Supplied records:
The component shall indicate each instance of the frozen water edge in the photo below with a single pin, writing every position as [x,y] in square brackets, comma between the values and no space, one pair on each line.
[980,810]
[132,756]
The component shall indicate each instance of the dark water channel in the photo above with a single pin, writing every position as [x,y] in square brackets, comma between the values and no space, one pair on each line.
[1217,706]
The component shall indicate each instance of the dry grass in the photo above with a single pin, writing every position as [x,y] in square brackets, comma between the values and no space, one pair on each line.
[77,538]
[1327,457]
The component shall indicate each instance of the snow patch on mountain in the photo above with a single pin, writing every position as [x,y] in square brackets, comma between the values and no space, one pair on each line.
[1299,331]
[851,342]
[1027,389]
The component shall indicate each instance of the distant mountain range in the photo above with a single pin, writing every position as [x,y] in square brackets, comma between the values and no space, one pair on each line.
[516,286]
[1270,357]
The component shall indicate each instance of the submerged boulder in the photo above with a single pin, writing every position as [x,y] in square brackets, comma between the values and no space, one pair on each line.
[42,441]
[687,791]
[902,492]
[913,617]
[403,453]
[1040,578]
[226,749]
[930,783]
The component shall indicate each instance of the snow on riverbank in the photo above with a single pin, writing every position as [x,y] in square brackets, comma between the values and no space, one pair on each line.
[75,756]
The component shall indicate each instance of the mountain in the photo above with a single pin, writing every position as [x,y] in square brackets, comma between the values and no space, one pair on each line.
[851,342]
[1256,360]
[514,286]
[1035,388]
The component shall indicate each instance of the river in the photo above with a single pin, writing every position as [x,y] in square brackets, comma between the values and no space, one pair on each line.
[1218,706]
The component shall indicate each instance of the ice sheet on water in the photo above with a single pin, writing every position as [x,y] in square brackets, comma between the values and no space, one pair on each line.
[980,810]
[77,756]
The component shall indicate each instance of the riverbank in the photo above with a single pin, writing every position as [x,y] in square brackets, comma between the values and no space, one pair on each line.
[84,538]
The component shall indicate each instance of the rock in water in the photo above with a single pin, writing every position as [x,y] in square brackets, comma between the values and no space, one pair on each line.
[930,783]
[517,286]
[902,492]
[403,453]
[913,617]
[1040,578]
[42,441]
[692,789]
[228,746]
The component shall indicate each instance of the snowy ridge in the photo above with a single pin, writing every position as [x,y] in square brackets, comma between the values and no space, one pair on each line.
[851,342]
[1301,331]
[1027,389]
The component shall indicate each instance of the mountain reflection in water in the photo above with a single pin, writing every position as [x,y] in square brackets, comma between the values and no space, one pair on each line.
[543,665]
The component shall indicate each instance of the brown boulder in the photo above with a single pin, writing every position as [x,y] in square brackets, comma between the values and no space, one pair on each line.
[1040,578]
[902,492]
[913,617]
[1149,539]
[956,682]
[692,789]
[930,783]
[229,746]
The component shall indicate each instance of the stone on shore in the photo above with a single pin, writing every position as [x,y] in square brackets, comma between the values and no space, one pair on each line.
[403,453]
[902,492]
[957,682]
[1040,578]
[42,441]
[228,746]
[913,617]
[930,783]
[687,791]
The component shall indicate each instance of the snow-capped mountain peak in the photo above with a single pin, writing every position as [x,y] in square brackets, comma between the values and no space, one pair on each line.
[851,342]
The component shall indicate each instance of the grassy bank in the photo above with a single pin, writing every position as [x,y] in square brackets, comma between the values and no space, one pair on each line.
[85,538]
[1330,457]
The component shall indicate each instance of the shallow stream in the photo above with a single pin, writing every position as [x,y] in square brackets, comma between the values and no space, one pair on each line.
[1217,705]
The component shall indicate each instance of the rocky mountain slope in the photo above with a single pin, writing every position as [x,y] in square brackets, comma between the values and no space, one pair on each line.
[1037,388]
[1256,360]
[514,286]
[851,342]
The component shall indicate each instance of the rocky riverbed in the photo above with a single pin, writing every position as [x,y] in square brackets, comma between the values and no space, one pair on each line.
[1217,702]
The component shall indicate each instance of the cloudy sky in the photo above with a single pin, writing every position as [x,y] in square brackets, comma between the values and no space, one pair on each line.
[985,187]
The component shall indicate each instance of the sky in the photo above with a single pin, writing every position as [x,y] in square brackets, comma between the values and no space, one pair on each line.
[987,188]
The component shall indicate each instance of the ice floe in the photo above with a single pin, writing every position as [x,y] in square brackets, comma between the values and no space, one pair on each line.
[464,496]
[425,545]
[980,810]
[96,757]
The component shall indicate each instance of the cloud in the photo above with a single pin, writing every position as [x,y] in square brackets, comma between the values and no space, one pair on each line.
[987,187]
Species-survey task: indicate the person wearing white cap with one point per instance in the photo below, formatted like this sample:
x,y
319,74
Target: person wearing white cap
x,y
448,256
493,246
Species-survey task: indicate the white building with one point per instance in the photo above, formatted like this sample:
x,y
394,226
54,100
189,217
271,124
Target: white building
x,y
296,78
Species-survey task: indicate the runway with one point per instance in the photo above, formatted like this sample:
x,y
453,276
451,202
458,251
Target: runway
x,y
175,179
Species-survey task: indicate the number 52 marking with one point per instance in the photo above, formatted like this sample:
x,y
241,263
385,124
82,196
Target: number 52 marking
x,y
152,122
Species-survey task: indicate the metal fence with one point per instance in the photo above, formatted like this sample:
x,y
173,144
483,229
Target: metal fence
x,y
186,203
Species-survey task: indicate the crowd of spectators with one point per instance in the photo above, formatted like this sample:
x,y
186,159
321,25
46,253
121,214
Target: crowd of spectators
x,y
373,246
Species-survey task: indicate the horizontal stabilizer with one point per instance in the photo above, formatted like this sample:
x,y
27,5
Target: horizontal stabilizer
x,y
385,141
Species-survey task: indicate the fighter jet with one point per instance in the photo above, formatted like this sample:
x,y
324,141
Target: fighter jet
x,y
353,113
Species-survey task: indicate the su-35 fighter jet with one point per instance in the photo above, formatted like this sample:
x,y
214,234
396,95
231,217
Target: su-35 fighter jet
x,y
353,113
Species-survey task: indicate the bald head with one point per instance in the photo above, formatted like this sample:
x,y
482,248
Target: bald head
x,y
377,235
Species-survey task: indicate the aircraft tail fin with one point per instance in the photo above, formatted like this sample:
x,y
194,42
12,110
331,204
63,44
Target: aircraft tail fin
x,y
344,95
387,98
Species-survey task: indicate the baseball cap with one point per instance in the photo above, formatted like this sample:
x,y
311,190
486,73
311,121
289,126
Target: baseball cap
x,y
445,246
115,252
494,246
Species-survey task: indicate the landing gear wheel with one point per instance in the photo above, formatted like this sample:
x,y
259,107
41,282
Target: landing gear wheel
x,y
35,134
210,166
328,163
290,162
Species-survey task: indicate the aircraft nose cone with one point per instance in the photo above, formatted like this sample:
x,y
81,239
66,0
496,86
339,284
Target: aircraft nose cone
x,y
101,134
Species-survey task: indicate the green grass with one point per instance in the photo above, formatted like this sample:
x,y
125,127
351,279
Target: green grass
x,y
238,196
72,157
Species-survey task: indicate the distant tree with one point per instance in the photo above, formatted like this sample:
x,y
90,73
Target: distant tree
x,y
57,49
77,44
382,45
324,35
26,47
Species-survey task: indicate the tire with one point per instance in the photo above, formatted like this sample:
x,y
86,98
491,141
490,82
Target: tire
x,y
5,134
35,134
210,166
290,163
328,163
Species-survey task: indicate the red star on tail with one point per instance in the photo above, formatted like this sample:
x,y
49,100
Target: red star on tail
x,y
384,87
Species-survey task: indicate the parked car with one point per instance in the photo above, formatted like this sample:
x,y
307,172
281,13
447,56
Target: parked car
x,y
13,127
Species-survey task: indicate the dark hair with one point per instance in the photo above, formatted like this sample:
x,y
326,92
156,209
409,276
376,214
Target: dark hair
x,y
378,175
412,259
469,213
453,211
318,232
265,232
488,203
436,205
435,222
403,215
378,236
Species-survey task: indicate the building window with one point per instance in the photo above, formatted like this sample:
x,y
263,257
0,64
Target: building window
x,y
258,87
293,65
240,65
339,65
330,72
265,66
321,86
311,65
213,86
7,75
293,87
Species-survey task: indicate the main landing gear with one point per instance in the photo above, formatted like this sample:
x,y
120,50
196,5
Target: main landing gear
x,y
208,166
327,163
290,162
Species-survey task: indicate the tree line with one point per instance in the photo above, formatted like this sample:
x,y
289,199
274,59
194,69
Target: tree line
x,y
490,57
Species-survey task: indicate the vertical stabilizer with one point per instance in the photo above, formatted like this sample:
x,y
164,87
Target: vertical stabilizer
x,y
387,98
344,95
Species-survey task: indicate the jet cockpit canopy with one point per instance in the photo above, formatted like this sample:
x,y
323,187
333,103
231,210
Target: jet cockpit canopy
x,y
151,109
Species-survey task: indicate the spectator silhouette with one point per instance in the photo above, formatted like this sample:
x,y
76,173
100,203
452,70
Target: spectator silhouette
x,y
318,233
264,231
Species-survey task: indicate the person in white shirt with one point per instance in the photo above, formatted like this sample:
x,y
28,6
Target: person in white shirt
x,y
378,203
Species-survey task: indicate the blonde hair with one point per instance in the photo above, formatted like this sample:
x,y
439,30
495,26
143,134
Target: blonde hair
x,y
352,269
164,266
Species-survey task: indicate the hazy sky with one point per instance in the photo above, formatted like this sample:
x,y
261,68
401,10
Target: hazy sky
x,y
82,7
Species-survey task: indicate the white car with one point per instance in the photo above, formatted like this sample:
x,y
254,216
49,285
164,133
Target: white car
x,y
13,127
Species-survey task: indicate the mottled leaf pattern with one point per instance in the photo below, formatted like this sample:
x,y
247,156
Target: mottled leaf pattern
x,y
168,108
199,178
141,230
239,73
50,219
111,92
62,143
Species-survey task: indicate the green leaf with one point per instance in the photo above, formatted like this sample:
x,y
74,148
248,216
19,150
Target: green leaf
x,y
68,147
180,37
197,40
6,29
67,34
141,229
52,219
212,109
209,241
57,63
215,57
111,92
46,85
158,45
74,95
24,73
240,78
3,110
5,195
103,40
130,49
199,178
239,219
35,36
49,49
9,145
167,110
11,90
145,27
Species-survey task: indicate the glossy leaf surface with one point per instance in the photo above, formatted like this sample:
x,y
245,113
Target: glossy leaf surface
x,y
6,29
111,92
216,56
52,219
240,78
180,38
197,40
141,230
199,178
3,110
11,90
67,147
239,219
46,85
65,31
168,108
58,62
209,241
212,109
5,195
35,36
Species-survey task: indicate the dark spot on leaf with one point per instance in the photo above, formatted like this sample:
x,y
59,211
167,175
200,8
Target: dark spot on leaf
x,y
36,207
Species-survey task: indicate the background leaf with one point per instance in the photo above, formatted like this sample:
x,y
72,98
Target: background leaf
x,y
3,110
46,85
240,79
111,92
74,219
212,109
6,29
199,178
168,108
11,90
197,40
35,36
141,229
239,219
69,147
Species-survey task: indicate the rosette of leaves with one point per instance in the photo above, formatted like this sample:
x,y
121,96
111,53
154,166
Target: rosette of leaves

Aim: Reproduce the rows starting at the row that contains "Species-survey task: indicate the glossy" and ending at the final row, including the requests, and shift every answer coordinate by adding 65 to each of its numbers. Leave the requests and their format samples unchanged.

Answer to this task:
Species-survey task: indicate the glossy leaf surface with one point per instance in the photo above, formatted like this sample:
x,y
245,113
Target: glossy leaf surface
x,y
71,94
176,157
281,121
117,284
305,143
245,103
262,105
206,295
264,243
68,175
76,155
132,212
304,284
111,150
130,96
233,173
123,127
274,306
277,174
70,260
100,101
Species-survey task: indicate the dark spot on leaf with one point per instance in the photo above, formatted like this sample:
x,y
59,211
167,175
200,8
Target: dark spot on leaf
x,y
101,272
Species-survey task: indicate the background leaf with one point per instance in the photo above, formatted like this sample:
x,y
72,98
Target: background leaf
x,y
68,175
111,150
305,144
176,157
139,284
277,174
71,94
264,243
233,173
76,155
262,105
100,101
206,294
304,284
134,212
Species-survey task: indicate the rosette of leaves with one point per instance in the photo above, formatted like this sample:
x,y
121,96
111,53
154,166
Target: rosette of leaves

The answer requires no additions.